The Subscriber did not decide to enter into this Agreement as a result of any general solicitation or general advertising within the meaning
of Rule 502 under the Securities Act.

 

2.1.8          
Restrictions on Transfer; Shell Company. Subscriber understands the Shares are being offered in a transaction not involving
a public offering within the meaning of the Securities Act. Subscriber understands the Shares will be “restricted securities”
within the meaning of Rule 144(a)(3) under the Securities Act, and Subscriber understands that the certificates or book-entries representing
the Shares will contain a legend in respect of such restrictions. If in the future the Subscriber decides to offer, resell, pledge or
otherwise transfer the Shares, such Shares may be offered, resold, pledged or otherwise transferred only pursuant to: (i) registration
under the Securities Act; or (ii) an available exemption from registration. Subscriber agrees that if any transfer of its Shares or any
interest therein is proposed to be made, as a condition precedent to any such transfer, Subscriber may be required to deliver to the Company
an opinion of counsel satisfactory to the Company. Absent registration or an exemption, the Subscriber agrees not to resell the Shares.
Subscriber further acknowledges that because the Company is a shell company, Rule 144 may not be available to the Subscriber for the resale
of the Shares until one year following consummation of the initial business combination of the Company, despite technical compliance with
the requirements of Rule 144 and the release or waiver of any contractual transfer restrictions.

 

2.1.9          
No Governmental Consents. No governmental, administrative or other third party consents or approvals are required,
necessary or appropriate on the part of Subscriber in connection with the transactions contemplated by this Agreement.

_Supplied material_
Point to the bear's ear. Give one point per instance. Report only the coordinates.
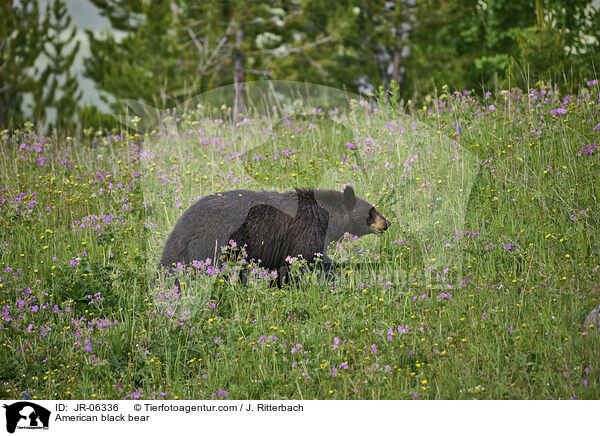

_Parts of the exercise_
A: In the subscription agreement excerpt, what four actions does the Subscriber state it might take with the Shares in the future?
B: Continue the subscription agreement excerpt after the last sentence of the section on governmental consents.

_Answers to the tasks_
A: Offer, resell, pledge, or otherwise transfer the Shares.

B:
2.2         Company’s Representations, Warranties and Agreements. To induce the Subscriber to purchase the Shares, the Company
hereby represents and warrants to the Subscriber and agrees with the Subscriber as follows:

 

2.2.1          
Organization and Corporate Power. The Company is a Delaware corporation and is qualified to do business in every jurisdiction
in which the failure to so qualify would reasonably be expected to have a material adverse effect on the financial condition, operating
results or assets of the Company. The Company possesses all requisite corporate power and authority necessary to carry out the transactions
contemplated by this Agreement.

 

    	 	2	 

    	 

    

 

2.2.2          
No Conflicts. The execution, delivery and performance of this Agreement and the consummation by the Company of the
transactions contemplated hereby do not violate, conflict with or constitute a default under: (i) the Certificate of Incorporation or
By Laws of the Company; (ii) any agreement, indenture or instrument to which the Company is a party; or (iii) any law, statute, rule or
regulation to which the Company is subject, or any agreement, order, judgment or decree to which the Company is subject.

 

2.2.3          
Title to Securities. Upon issuance in accordance with, and payment pursuant to, the terms hereof, the Shares will be
duly and validly issued, fully paid and non-assessable. Upon issuance in accordance with, and payment pursuant to, the terms hereof, the
Subscriber will have or receive good title to the Shares, free and clear of all liens, claims and encumbrances of any kind, other than:
(a) transfer restrictions hereunder and other agreements to which the Shares may be subject which have been notified to the Subscriber
in writing; (b) transfer restrictions under federal and state securities laws; and (c) liens, claims or encumbrances imposed due to the
actions of the Subscriber.

 

2.2.4          
No Adverse Actions. There are no actions, suits, investigations or proceedings pending, threatened against or affecting
the Company which: (i) seek to restrain, enjoin, prevent the consummation of or otherwise affect the transactions contemplated by this
Agreement; or (ii) question the validity or legality of any transactions or seeks to recover damages or to obtain other relief in connection
with any transactions.

 

3.            Forfeiture of Shares.

 

3.1         Partial or No Exercise of the Over-allotment Option. In the event the Over-allotment Option granted to the underwriters
of the IPO is not exercised in full, the Subscriber acknowledges and agrees that it (or, if applicable, it and any transferees of Shares)
shall forfeit any and all rights to such number of Shares (up to an aggregate of 375,000 Shares and pro rata based upon the percentage
of the Over-allotment Option exercised), such that immediately following such forfeiture, the Subscriber (and all other initial stockholders
prior to the IPO, if any) will own an aggregate number of Shares, not including shares of Class A common stock issuable upon exercise
of any warrants or any shares of Class A common stock purchased by Subscriber in the IPO or in the aftermarket, equal to 20% of the issued
and outstanding shares of common stock immediately following the IPO (excluding shares of Class A common stock issuable to the underwriters
at the closing of the IPO).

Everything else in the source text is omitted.